*What is required*:
Copy every line of the material below word for word.

Pointing records
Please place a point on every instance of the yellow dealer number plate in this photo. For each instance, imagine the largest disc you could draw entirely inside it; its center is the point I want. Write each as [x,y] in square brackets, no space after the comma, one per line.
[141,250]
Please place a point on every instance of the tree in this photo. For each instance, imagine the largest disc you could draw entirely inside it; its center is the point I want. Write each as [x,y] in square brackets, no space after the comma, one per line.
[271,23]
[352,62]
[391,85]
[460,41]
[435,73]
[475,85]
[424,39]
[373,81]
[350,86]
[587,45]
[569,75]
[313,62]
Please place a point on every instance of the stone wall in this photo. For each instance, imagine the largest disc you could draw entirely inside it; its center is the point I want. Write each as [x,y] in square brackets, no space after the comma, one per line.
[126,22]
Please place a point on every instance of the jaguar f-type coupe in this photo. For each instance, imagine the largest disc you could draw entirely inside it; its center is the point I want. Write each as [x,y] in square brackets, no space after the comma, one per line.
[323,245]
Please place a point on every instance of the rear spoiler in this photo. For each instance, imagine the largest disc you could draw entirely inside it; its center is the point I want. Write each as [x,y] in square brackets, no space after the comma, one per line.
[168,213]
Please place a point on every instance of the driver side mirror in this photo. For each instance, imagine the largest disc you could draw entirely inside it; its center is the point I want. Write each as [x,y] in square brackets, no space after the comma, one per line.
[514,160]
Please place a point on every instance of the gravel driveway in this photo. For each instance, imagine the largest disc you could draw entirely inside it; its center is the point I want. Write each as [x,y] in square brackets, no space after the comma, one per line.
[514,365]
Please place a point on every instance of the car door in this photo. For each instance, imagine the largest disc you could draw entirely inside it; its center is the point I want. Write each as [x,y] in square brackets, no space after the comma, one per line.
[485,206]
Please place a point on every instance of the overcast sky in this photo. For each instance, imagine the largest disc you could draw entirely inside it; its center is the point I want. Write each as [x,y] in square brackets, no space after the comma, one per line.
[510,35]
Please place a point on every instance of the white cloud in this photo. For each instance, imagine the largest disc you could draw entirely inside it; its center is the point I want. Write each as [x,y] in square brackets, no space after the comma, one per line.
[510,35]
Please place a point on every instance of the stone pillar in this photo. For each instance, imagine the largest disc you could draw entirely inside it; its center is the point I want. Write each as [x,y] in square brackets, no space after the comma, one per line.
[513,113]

*Full solution*:
Please place a point on every instance of the yellow dealer number plate in this photo. For each instance, imagine the largest disc you could draw entirely inside it; its center is the point I want. Write each as [x,y] in square brackets, no space after the comma, one per line.
[141,250]
Please place a point on every instance of the tree in this photo. For each instance, imagine the largest disc you could draw entirely inside it; its center is the point I want. Write each as [x,y] in square brackets, no space after the comma, one per line.
[271,23]
[352,62]
[391,85]
[460,41]
[435,73]
[475,85]
[424,39]
[373,81]
[350,86]
[587,45]
[569,75]
[313,62]
Please place a point on every instance of the stone wall in this photo. For each instance, imagine the largest disc you could draw entirely inside it; its center is the point I want. Write each as [x,y] in square brackets, no space after the comma, one per line.
[126,22]
Please place a point on every instance of the jaguar f-type coupe in this photo. For each instance, imagine the largest disc you could draw entirely inside it; its center is the point I want. Write each as [x,y] in square brackets, no space after the comma, one per line.
[323,245]
Please place a point on every instance of the rear spoiler in this photo. For each instance, imagine the largest disc you could draw entirely inside it; its center is the point I want. Write each as [x,y] in square brackets, no space after the comma, one per line.
[168,213]
Please place a point on every instance of the driver side mirror in this photo. For each instance, imagine the largest disc you could draw entirely inside it; its center is the point I want. Write each as [x,y] in square brackets, no space after the comma, one per line.
[514,160]
Please place a point on every instance of the gravel driveway in this photo. For each instance, imagine the largest disc you could draw entirely inside it; its center is the point I want. Write each as [x,y] in square brackets, no space after the comma, one per line.
[514,365]
Please place a point on every instance of the car door in this photo. For each instance, imagine the largest disc you could draw entirely inside it; its center is the point I want. Write each as [x,y] in square brackets, no space after the comma, one per line.
[485,206]
Please place a point on every instance of the overcast sky in this photo. For each instance, imagine the largest disc you could draw entirely inside it; its center is the point I want. Write each as [x,y] in square brackets, no space after the comma, one per line.
[510,35]
Please place a point on every instance of the white cloud in this photo. For each instance, imagine the largest disc you could draw entirely inside it; its center is the point I want. Write each as [x,y] in square brackets, no space after the comma, one per line.
[510,35]
Please place a point on every instance of the stone pillar in this photo. For each instance, imagine the largest disc you could draw entirely inside it; its center is the point I want. Write each as [x,y] in square brackets, no space after the comma, one per line.
[513,113]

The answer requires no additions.